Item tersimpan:
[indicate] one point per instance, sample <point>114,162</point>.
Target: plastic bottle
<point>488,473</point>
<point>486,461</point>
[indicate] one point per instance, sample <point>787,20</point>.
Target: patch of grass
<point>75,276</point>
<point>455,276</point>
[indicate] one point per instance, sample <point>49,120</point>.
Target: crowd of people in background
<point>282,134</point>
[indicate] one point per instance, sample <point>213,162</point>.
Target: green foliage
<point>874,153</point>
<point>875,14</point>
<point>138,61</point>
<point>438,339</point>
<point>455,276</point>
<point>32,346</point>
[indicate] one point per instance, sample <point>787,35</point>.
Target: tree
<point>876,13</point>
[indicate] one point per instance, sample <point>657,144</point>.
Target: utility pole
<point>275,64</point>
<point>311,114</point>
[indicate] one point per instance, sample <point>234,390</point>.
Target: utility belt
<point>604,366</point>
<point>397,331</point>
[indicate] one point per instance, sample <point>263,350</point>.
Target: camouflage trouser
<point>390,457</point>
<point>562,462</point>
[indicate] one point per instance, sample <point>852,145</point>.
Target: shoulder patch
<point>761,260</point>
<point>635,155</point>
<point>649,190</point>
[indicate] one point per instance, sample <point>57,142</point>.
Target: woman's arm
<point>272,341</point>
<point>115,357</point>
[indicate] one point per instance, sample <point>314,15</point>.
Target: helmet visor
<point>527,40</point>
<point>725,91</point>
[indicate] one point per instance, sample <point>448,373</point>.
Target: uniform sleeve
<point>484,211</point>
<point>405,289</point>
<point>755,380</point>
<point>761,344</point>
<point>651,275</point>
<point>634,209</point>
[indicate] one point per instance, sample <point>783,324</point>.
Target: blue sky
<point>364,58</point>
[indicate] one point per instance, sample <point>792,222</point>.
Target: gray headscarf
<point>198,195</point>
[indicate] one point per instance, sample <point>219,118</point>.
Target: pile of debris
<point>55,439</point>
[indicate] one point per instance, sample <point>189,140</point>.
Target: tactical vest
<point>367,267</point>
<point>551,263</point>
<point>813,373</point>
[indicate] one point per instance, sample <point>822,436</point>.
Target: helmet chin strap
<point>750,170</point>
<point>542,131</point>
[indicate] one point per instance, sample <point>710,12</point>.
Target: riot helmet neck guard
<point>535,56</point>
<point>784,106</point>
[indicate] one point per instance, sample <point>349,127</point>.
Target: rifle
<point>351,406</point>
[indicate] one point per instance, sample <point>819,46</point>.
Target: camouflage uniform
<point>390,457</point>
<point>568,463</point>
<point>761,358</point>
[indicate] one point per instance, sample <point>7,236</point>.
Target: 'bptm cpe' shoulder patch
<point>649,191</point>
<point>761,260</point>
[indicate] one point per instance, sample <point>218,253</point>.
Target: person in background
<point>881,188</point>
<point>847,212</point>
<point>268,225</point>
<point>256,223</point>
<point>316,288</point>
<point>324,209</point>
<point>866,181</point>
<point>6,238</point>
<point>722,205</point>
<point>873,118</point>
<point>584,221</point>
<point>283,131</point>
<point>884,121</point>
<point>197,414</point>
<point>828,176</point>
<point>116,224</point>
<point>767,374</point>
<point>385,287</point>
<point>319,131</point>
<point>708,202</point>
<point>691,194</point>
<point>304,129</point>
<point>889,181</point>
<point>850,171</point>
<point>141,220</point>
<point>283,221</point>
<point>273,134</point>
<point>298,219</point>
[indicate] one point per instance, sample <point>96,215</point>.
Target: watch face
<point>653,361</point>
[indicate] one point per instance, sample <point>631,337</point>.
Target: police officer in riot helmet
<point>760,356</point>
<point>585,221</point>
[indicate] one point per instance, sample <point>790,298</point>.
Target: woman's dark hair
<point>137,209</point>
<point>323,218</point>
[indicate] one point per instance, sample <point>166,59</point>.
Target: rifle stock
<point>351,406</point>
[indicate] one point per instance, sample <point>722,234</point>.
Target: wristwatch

_TUJUAN_
Sajikan seluruh baris dari semua catatan di atas sebagai daftar bernomor dan lewati baris yang kosong.

_HASIL TUGAS_
1. [indicate] one point per instance, sample <point>114,162</point>.
2. Target: plastic bottle
3. <point>488,473</point>
4. <point>486,461</point>
5. [indicate] one point per instance, sample <point>787,20</point>.
6. Target: patch of grass
7. <point>75,276</point>
8. <point>455,276</point>
9. [indicate] one point per instance, sample <point>49,120</point>.
10. Target: crowd of people in background
11. <point>282,134</point>
12. [indicate] one point per instance, sample <point>213,162</point>.
13. Target: green foliage
14. <point>874,153</point>
15. <point>875,14</point>
16. <point>138,61</point>
17. <point>438,339</point>
18. <point>455,276</point>
19. <point>32,346</point>
20. [indicate] one point per instance, sample <point>787,35</point>.
21. Target: tree
22. <point>876,13</point>
23. [indicate] one point per instance, sample <point>657,144</point>.
24. Target: utility pole
25. <point>275,64</point>
26. <point>311,114</point>
27. [indicate] one point per instance, sample <point>234,390</point>.
28. Target: utility belt
29. <point>604,366</point>
30. <point>397,331</point>
31. [indicate] one point per instance, sample <point>263,350</point>.
32. Target: camouflage trouser
33. <point>390,457</point>
34. <point>562,462</point>
35. [indicate] one point per instance, sample <point>852,145</point>.
36. Target: shoulder patch
37. <point>761,260</point>
38. <point>635,155</point>
39. <point>649,190</point>
40. [indicate] one point per instance, sample <point>57,142</point>.
41. Target: woman's arm
42. <point>272,341</point>
43. <point>115,357</point>
44. [indicate] one point per instance, sample <point>314,15</point>.
45. Target: helmet visor
46. <point>527,40</point>
47. <point>725,91</point>
48. [indicate] one point per instance, sample <point>448,373</point>.
49. Target: uniform sleeve
50. <point>484,211</point>
51. <point>405,289</point>
52. <point>755,380</point>
53. <point>761,344</point>
54. <point>651,275</point>
55. <point>634,209</point>
56. [indicate] one point per instance, sample <point>783,324</point>.
57. Target: blue sky
58. <point>364,58</point>
59. [indicate] one point per instance, sample <point>792,222</point>.
60. Target: gray headscarf
61. <point>198,195</point>
62. [indicate] one point per instance, sample <point>219,118</point>.
63. Target: pile of debris
64. <point>55,439</point>
65. [indicate] one point per instance, sample <point>189,140</point>.
66. Target: tactical vest
67. <point>367,267</point>
68. <point>551,263</point>
69. <point>813,373</point>
70. [indicate] one point per instance, sample <point>822,436</point>.
71. Target: helmet chin strap
72. <point>750,170</point>
73. <point>542,131</point>
74. [indicate] one point per instance, sample <point>710,12</point>.
75. Target: riot helmet neck guard
76. <point>535,56</point>
77. <point>784,106</point>
78. [indicate] one point per instance, sample <point>349,127</point>.
79. Target: rifle
80. <point>351,406</point>
81. [indicate] one point per instance, sample <point>819,46</point>.
82. Target: camouflage uniform
83. <point>390,457</point>
84. <point>568,463</point>
85. <point>761,358</point>
86. [indicate] one point per instance, sample <point>7,236</point>.
87. Target: 'bptm cpe' shoulder patch
88. <point>649,191</point>
89. <point>761,260</point>
90. [indicate] one point per instance, sample <point>218,253</point>.
91. Target: person in background
92. <point>881,188</point>
93. <point>847,212</point>
94. <point>268,225</point>
95. <point>256,223</point>
96. <point>316,288</point>
97. <point>324,209</point>
98. <point>866,181</point>
99. <point>6,238</point>
100. <point>722,205</point>
101. <point>873,118</point>
102. <point>584,221</point>
103. <point>283,131</point>
104. <point>884,121</point>
105. <point>197,414</point>
106. <point>828,176</point>
107. <point>116,224</point>
108. <point>767,374</point>
109. <point>385,287</point>
110. <point>319,131</point>
111. <point>708,202</point>
112. <point>691,194</point>
113. <point>304,129</point>
114. <point>889,181</point>
115. <point>850,171</point>
116. <point>141,220</point>
117. <point>283,221</point>
118. <point>273,134</point>
119. <point>298,219</point>
120. [indicate] one point per instance, sample <point>96,215</point>.
121. Target: watch face
122. <point>653,361</point>
123. [indicate] one point per instance, sample <point>631,337</point>.
124. Target: police officer in riot helmet
125. <point>760,356</point>
126. <point>585,221</point>
127. [indicate] one point per instance, sample <point>790,298</point>.
128. Target: woman's dark hair
129. <point>137,209</point>
130. <point>323,218</point>
131. [indicate] one point per instance, sample <point>166,59</point>.
132. Target: rifle stock
133. <point>351,406</point>
134. [indicate] one point per instance, sample <point>722,234</point>.
135. Target: wristwatch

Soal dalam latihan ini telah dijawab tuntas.